- Excerto -
══════════════════════════════

Para facilidade de análise, convoquemos, no que ao direito concerne, o que se discorreu na 1ª instância:“(…)
Como supra se referiu, importa apurar se é este o Tribunal competente, em razão da jurisdição, para conhecer da presente ação.
Desde logo, compulsada a factualidade supra reproduzida em §), constata-se que a Autora formula, como pedido principal, o reconhecimento de que é titular de um direito de preferência. Aliás, é a própria Autora, quem, alega que procedeu ao depósito do respectivo preço, em cumprimento do disposto no art. 1410.° (Ação de preferência), n.° 1, do Código Civil (CC), através de depósito autónomo. Ora, preceitua tal dispositivo legal que “...o comproprietário a quem se não dê conhecimento da venda ou da dação em cumprimento tem o direito de haver para si a quota alienada, contanto que o requeira dentro do prazo de seis meses, a contar da data em que teve conhecimento dos elementos essenciais da alienação, e deposite o preço devido nos 15 dias seguintes à propositura da ação...
Ora, sobre casos análogos ao dos autos, já se pronunciou o COLENDO TRIBUNAL DOS CONFLITOS, em diversos arestos, sendo o mais recente datado de 27 de setembro de 2018 (Acórdão n.° 19/18) - o qual, com a devida vénia, se transcreve, na parte que importa, a saber:
"O MUNICÍPIO DE OEIRAS moveu ação de preferência contra o SERVIÇO DE FINANÇAS DO MONTIJO e A…., B….. e C… e ainda A.. .UNIPESSOAL, LDA pedindo a condenação dos RR a ver: «A) Reconhecido o arrendamento do Autor às frações "A" e "B" do imóvel sito na Rua………. n° 55 e Rua ………, n°s 30 e 30-A, em Oeiras, e, consequentemente o direito de preferência nas vendas efetuadas; B) Substituído o Autor aos Réus B, contribuinte fiscal n° ……….. e …………..C na venda por execução fiscal da fração "A" do imóvel sito na Rua ……n°55 e Rua ……..n.°s …..30 e 30-A, em Oeiras, em virtude do exercício legal de preferência que lhe assiste; C) Substituído o Autor à Ré A… , Unipessoal, Lda. na venda por execução fiscal da fração “B” do imóvel sito na Rua ……. n° 55 e Rua ……. n.°s 30 e 30-A, em Oeiras, em virtude do exercício legal de preferência que lhe assiste; D) Ordenado o cancelamento das inscrições prediais de aquisição a favor dos Réus, procedendo-se a esse registo em nome do Autor.»

══════════════════════════════

- Tarefa proposta -
Retome o excerto jurídico sobre a competência do tribunal na ação de preferência e dê-lhe continuidade a partir da última frase apresentada.

- Extrato de dados -

══════════════════════════════

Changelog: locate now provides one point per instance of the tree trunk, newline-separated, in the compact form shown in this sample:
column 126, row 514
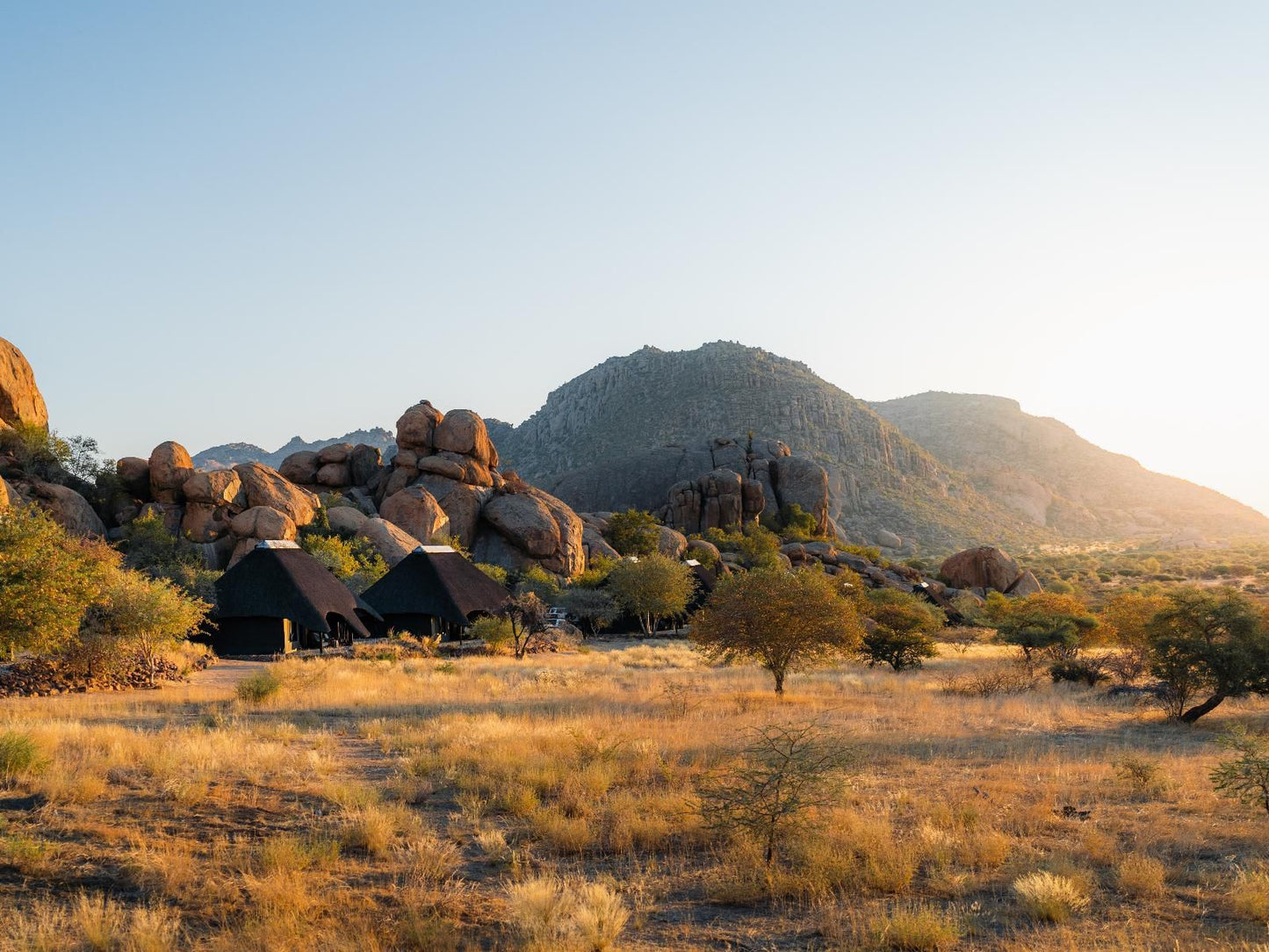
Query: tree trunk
column 1200, row 710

══════════════════════════════

- Resposta redigida -
Fundamentou tais pedidos, invocando que desde 19.10.1979, tem vindo a ocupar o identificado imóvel, em resultado do contrato de arrendamento que havia celebrado nessa data, então referido como prédio urbano sito na Rua ….. em …… Queluz de Baixo (atualmente Rua ………. n° 55 e Rua …… n.°s 30 e 30-A), com a Sociedade Construções D …… , Lda. E que, na data da propositura da ação, o mesmo imóvel se encontrava "ocupado pelo …… entidade dependente do …….. , tendo sido gratuita e temporariamente cedido pelo aqui Autor", sendo o mesmo A. a custear sempre a respetiva renda. Perante o conhecimento de que o último proprietário, empresa executada no âmbito de processos de execução fiscal, e após diligências infrutíferas, passou o Município a pagar a renda mediante depósito liberatório, junto da Caixa Geral de Depósitos ao abrigo dos art.ºs 17° e segs. L. 6/2006, de 27 de fevereiro.
Ora, no âmbito dos processos de execução fiscal n° 2194200501038540 e aps. e na 2194201201010247, a fração "A" foi adjudicada à 2a R e a fração "B" adjudicada à 3a R, sem conhecimento ou notificação do Município para exercer o seu direito de preferência nos termos dos art.ºs 1091°, n° 1, ai. a) CC e art.ºs 249° n° 7 CPPT.
Pelo que, em 28.12.2012, apresentou junto do 1° R. - Serviço de Finanças do Montijo requerimento em que peticionou a anulação do despacho que determina a entrega do imóvel, bem como à anulação da adjudicação de 23.06.2012, requerendo ainda a sua notificação, enquanto arrendatário do imóvel e titular do direito de preferência, para poder exercer esse direito na venda judicial, não tendo obtido qualquer resposta.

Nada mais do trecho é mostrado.